Written task 1
In the comment on climate economics, which book did the commenter recently read, and who wrote it?

Quoted text
-- START --

For more on this and a Handy Dandy Carbon Tax Temperature Savings Calculator see

Stéphane Couvreur
Jun 2 2015 at 12:35am

Thanks for this discussion. I just recently read Climate casino, by William Nordhaus. Rather than focus on extreme events, he looks at averages to determine the right course of action. One weakness of his approach is that average is not impressive : the impact of global warming on global GDP in the median scenario looks small, something like a 5% loss. When talking about GDP in year 2100, such a small difference is a joke.

So I was more receptive to the approach of Weitzman: let’s reduce the probability of a disastrous event, even though the meaning of “probability” in this context is very fuzzy (single, complex future event).

-- END --

Data rows
-- START --

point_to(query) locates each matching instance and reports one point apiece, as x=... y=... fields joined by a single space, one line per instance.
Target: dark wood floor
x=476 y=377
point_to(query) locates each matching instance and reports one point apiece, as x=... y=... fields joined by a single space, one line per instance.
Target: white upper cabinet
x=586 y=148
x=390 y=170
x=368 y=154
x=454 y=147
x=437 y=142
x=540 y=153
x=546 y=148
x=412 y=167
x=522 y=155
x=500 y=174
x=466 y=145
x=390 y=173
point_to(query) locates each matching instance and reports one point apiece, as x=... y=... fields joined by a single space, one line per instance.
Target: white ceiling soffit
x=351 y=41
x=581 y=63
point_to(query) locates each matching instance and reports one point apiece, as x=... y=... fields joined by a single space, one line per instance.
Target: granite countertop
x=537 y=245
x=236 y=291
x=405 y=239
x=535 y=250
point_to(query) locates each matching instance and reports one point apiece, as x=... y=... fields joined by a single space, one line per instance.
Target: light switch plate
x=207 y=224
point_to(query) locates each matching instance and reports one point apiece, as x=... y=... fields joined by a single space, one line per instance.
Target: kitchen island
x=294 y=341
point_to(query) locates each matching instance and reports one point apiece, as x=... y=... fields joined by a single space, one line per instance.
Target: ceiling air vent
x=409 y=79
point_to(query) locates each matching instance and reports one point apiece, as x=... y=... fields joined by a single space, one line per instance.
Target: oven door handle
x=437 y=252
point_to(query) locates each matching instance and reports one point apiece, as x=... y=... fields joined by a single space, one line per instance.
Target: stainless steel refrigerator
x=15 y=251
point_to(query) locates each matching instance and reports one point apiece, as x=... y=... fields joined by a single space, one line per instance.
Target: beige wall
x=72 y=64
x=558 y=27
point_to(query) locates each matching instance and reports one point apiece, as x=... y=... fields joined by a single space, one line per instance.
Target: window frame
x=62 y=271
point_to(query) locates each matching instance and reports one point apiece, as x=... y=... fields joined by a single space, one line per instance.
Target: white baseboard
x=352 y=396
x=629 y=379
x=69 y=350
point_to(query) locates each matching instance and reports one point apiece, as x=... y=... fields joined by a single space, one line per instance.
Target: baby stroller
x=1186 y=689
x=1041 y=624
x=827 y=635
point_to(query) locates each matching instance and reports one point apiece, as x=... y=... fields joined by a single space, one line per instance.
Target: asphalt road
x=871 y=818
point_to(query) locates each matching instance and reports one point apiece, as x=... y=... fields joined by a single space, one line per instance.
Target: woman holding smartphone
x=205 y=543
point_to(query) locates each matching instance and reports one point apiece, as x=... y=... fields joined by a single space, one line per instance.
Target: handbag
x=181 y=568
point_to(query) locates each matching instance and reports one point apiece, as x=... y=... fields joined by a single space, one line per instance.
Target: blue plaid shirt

-- END --

Written task 2
How many lines in the records contain the string "ceiling"? Case counts. Reply with the number only.

Problem solution 1
Climate casino, by William Nordhaus.

Problem solution 2
2